* TEXTO DA PÁGINA
************
Barack ObamaBarack Obama insistiu numa entrevista que é um "acérrimo defensor" do mercado livre - e Alan Maass diz que não existe razão para duvidar da palavra dele. Publicado no Socialist Worker.

Tenham pena do pobre Barack Obama.

Numa entrevista de fundo à Bloomberg Business Week, o lider do governo mais poderoso no planeta queixo-se sobre "a ironia... de que à esquerda, somos vistos como estando nos bolsos dos grandes negócios, e pelo lado do negócio, somos vistos como sendo anti-negócios."

Com certeza que é difícil não sentir simpatia pela vitima de tamanha ironia.

Mas mais uma vez Obama mostrou qual dos dois supostos mal-entendidos queria realmente esclarecer - passando o resto da entrevista penhorando a sua lealdade às corporações e ao capitalismo.

"Vocês teriam muita dificuldade para identificar legislação proposta que não seja boa para os negócios", insistiu Obama. "Nós somos pró-crescimento. Nós somos acérrimos defensores de um mercado livre, próspero e dinâmico."
************
* REGISTROS FORNECIDOS
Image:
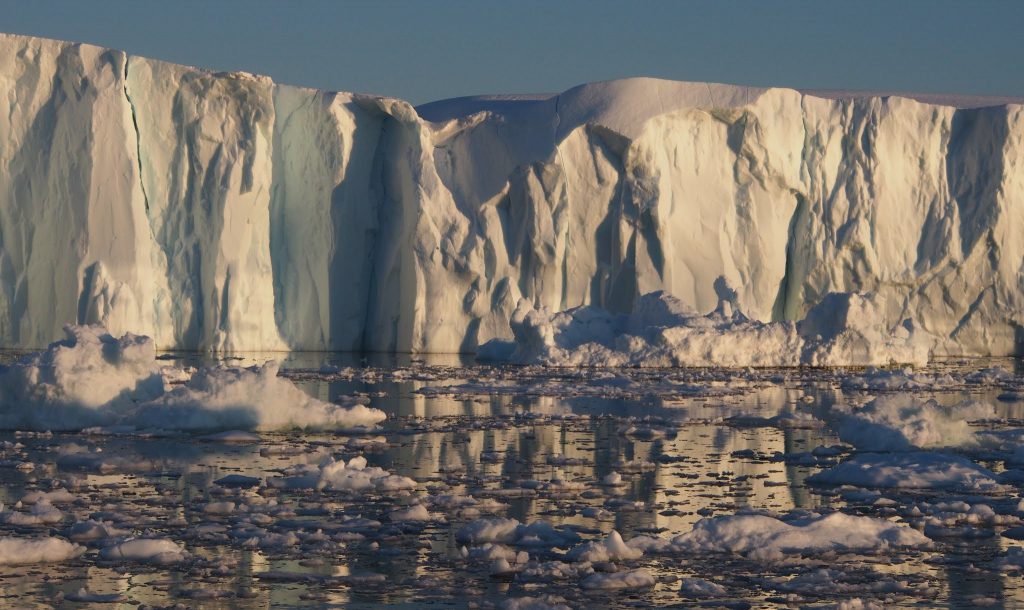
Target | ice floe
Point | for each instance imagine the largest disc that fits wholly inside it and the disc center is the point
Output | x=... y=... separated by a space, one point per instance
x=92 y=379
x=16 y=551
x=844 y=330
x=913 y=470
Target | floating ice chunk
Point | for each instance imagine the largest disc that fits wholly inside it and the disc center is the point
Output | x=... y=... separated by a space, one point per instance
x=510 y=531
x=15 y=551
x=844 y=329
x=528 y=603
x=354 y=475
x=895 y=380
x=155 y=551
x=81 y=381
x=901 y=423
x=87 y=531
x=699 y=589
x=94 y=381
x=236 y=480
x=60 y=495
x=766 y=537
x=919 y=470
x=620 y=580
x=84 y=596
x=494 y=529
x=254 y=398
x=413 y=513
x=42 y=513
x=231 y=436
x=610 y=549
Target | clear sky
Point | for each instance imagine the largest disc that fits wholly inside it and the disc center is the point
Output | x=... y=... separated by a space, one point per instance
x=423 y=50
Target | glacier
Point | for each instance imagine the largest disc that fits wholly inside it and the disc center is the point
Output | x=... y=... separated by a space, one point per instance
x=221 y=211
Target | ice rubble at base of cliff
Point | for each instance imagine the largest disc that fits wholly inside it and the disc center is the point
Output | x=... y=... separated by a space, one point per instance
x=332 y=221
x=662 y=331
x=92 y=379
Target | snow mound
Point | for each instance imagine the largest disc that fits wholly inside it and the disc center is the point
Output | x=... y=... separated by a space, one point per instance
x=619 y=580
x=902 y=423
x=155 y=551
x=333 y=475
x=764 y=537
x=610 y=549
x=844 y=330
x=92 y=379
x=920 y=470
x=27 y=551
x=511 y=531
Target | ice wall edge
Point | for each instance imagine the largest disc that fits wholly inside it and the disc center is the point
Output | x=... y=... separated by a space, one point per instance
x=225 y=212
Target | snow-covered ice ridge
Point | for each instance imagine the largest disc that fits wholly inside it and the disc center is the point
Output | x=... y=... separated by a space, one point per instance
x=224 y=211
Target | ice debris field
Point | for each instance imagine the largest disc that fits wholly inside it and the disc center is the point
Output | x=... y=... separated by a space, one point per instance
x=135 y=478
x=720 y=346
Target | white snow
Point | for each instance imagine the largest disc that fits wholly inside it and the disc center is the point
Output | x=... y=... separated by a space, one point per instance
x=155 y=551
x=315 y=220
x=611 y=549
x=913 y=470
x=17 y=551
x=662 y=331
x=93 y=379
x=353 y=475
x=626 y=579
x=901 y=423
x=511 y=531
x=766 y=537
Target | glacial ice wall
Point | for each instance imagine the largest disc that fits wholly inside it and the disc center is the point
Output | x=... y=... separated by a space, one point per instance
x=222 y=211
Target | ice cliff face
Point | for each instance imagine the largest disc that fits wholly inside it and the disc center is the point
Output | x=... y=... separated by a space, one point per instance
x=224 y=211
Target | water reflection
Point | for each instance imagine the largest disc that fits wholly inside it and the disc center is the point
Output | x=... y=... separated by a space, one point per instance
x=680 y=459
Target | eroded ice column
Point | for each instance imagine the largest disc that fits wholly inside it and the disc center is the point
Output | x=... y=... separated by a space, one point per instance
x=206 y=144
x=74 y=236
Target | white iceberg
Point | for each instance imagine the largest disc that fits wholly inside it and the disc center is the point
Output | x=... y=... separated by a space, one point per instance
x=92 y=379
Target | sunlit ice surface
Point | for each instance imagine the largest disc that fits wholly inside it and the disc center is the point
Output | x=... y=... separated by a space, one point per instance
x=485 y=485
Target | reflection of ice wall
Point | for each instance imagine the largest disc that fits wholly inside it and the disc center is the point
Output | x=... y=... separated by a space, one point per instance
************
* TAREFAS
a) Por favor, transcreva do texto sobre Barack Obama o trecho que vai de "Barack ObamaBarack Obama" até "e ao capitalismo.".
b) Segundo o texto sobre Barack Obama, a que publicação Obama concedeu a entrevista de fundo?
c) Dê continuidade ao texto sobre Barack Obama a partir do ponto em que ele termina.
Os registros são um material à parte, sem ligação com o texto sobre Barack Obama.

* RESPOSTAS ESPERADAS
a)
Barack ObamaBarack Obama insistiu numa entrevista que é um "acérrimo defensor" do mercado livre - e Alan Maass diz que não existe razão para duvidar da palavra dele. Publicado no Socialist Worker.

Tenham pena do pobre Barack Obama.

Numa entrevista de fundo à Bloomberg Business Week, o lider do governo mais poderoso no planeta queixo-se sobre "a ironia... de que à esquerda, somos vistos como estando nos bolsos dos grandes negócios, e pelo lado do negócio, somos vistos como sendo anti-negócios."

Com certeza que é difícil não sentir simpatia pela vitima de tamanha ironia.

Mas mais uma vez Obama mostrou qual dos dois supostos mal-entendidos queria realmente esclarecer - passando o resto da entrevista penhorando a sua lealdade às corporações e ao capitalismo.

b) À Bloomberg Business Week.

c)
Quaisquer liberais1 que acreditaram - com escassa evidência - que Obama e a sua administração tinham reagido à vitória Republicana na eleição especial no mês passado para o Senado no Massachusetts pela via "do populismo" ficaram extremamente desapontados.

Quando questionado sobre o que pensava acerca dos bónus multimilionários concedidos aos executivos dos bancos de Wall Street que conseguiram anunciar lucros recorde no ano passado graças ao programa de ajuda do governo federal, Obama não hesitou em defender o CEO do JP Morgan Chase, Jamie Dimon, (bónus de 17 milhões de dólares no ano passado) ou o líder do Goldman Sachs, Lloyd Blankfein (9 milhões).

"Conheço-os aos dois", respondeu Obama. "São homens de negócios muito experientes. E eu, tal como a maioria do povo americano, não invejo o sucesso ou a riqueza de outras pessoas. Isto faz parte do sistema de mercado livre."

Até a Business Week pareceu surpreendida por Obama não pensar que pessoas comuns tivessem pelo menos um pouco de ressentimento relativamente a dois homens que dependeram dos contribuintes para salvar os seus negócios - e depois pagaram a si próprios muitas vezes mais por um ano do que muitos contribuintes ganharão numa vida inteira de trabalho.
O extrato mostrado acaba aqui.